» AUFGABEN
a) Beantworten Sie anhand des Textes über die Amerikanische Faulbrut die folgenden Fragen:
(i) Welches Bakterium steckt hinter der Amerikanischen Faulbrut?
(ii) Binnen wie vieler Tage tötet der Bazillus vom Typ Eric I Larven im Schnitt?
(iii) Was haben Genersch und ihre Mitarbeiter bei den Paenibacillus-larvae-Typen untersucht?
b) Führen Sie den Text über die Amerikanische Faulbrut im Anschluss an den letzten Satz fort.

» TEXTAUSZUG
****************************************

Von Joachim Budde | 30.07.2012
    Die Amerikanische Faulbrut verwandelt Bienenlarven in ihren Waben in einen braunen, stinkenden, zähflüssigen Brei. Dahinter steckt das Bakterium Paenibacillus larvae. Es kommt in mehreren Genotypen, also Varianten, vor, besonders zwei sind weltweit für die Zerstörung von Bienenvölkern verantwortlich: Eric I und Eric II.

    Ein offensichtlicher Unterschied zwischen den beiden Genotypen ist der Krankheitsverlauf, sagt Dr. Elke Genersch, deren Labor am Länderinstitut für Bienenkunde in Hohen Neuendorf bei Berlin eines der führenden in der Erforschung der Amerikanischen Faulbrut ist.

    "Die beiden Genotypen unterscheiden sich in ihrer Virulenz, wenn man die Schnelligkeit betrachtet, mit der sie töten. Der eine Genotyp tötet schneller auf Larvenebene und dadurch das Volk relativ langsamer und der andere Genotyp tötet die Larven langsamer, dadurch aber das Volk schneller, das ist so ein kleines Paradoxon, was eben bei der Biene entsteht, dadurch dass es den Bien, das ganze Volk gibt, aber auch die Einzelbiene, und es recht schwierig ist zu entscheiden, welches ist eigentlich die Ebene, die man angucken müsste: Ist es die Einzelbiene oder das Volk? Eigentlich muss man immer beides anschauen."

    Der Bazillus vom Typ Eric I tötet Larven im Schnitt binnen 13 Tagen, bei Eric II sind bereits spätestens nach sieben Tage alle infizierten Larven tot. Bei letzterem fällt es den Ammenbienen leichter, kranke Larven zu identifizieren und aus dem Stock zu werfen. Das verzögert den Verlauf der Krankheit, doch das Ergebnis ist bei beiden Erregern identisch.

    "Beide sind gleich erfolgreich, weil beide zum Tod führen."

    Auf der Suche nach den Ursachen für diese Unterschiede haben Genersch und ihre Mitarbeiter das Erbgut und das Proteom der Paenibacillus-larvae-Typen untersucht.

    "Wir haben zu unserer eigenen Überraschung festgestellt, dass die beiden unterschiedliche Strategien scheinbar entwickelt haben. Der eine Typus arbeitet über Toxine, die bei dem anderen durch Mutation vollständig zerstört sind, man findet noch Reste im Genom, aber die sind nicht mehr funktionell, und bei dem, der keine Toxine hat, ist dafür ein Oberflächenprotein erhalten geblieben, das bei dem toxinhaltigen wiederum zerstört wurde. Ursprünglich hatten sie offensichtlich die gleiche Ausstattung, sind aber an irgendeinem Punkt in ihrer Evolution zwei verschiedene Wege gegangen. Und da scheint der Schlüssel zu liegen für diese unterschiedlichen Infektionsverläufe in der Larve und im Volk."

****************************************

» DATENAUSZÜGE
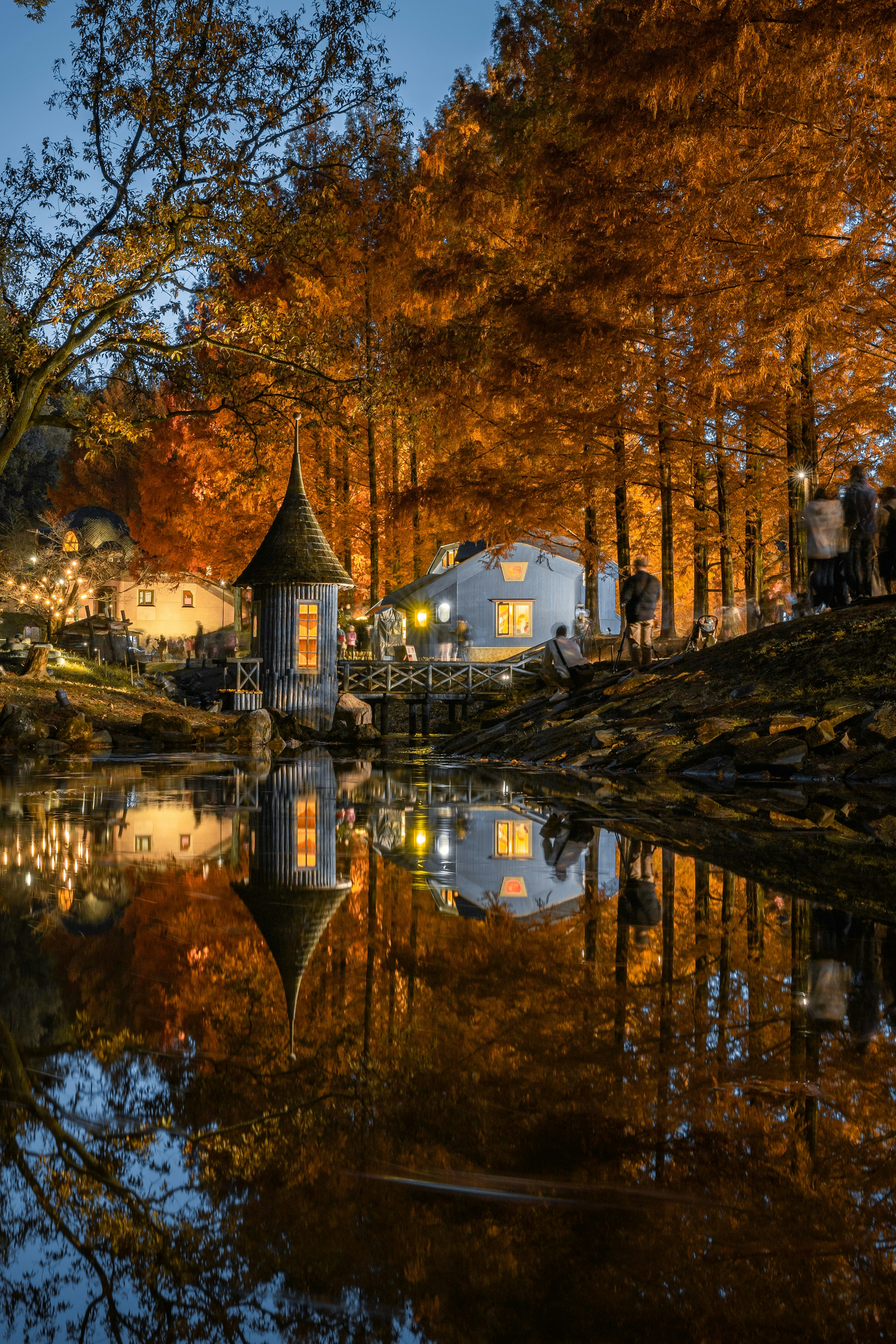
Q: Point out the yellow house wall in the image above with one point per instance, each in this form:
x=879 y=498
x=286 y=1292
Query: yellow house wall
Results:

****************************************

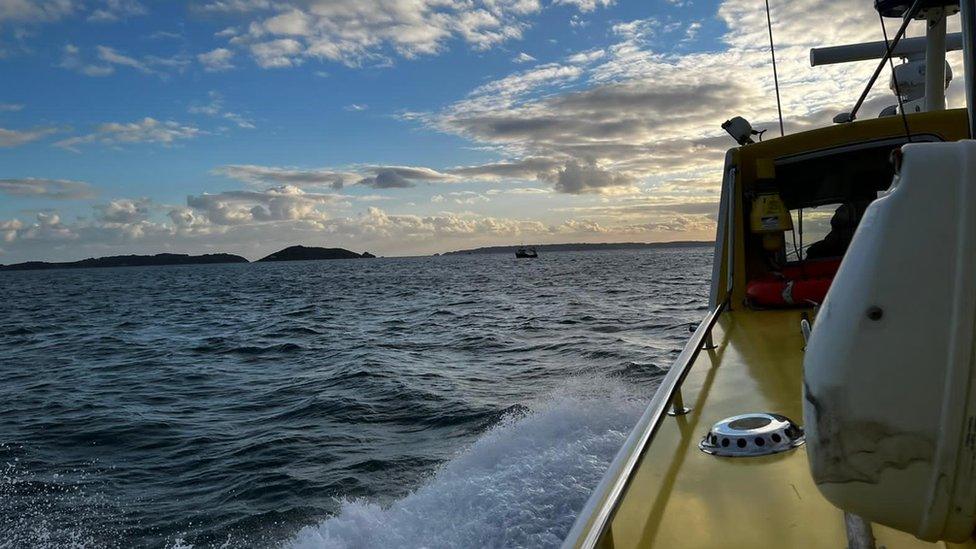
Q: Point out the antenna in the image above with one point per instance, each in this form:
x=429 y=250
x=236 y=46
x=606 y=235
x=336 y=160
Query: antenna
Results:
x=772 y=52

****************************************

» LÖSUNGEN
a)
(i) Das Bakterium Paenibacillus larvae.
(ii) Binnen 13 Tagen.
(iii) Das Erbgut und das Proteom.

b)
    Die Wege von Eric I und Eric II sind unterschiedlich zeitaufwendig: Beide Bakterien gelangen als Spore mit dem Futter in den Darm frisch geschlüpfter Larven. Dort keimen die Sporen, und die Bakterien vermehren sich massiv, bis sie den Darm komplett ausfüllen. Als letzten Schritt durchdringen sie die Darmwand, um in die Körperhöhle zu gelangen und das Insekt zu töten.

    Während Eric I sich mithilfe von Giftstoffen den Weg durch die Darmwand öffnet, bildet Eric II, also der Typus, der die Larven schneller tötet, ein Surface-Layer-Protein, das ist ein Baustein auf seiner Zelloberfläche, mit dem er sich an die Darmzellen der Larve heften und dort die Verbindungen zwischen den Zellen des Epithels zerstören kann.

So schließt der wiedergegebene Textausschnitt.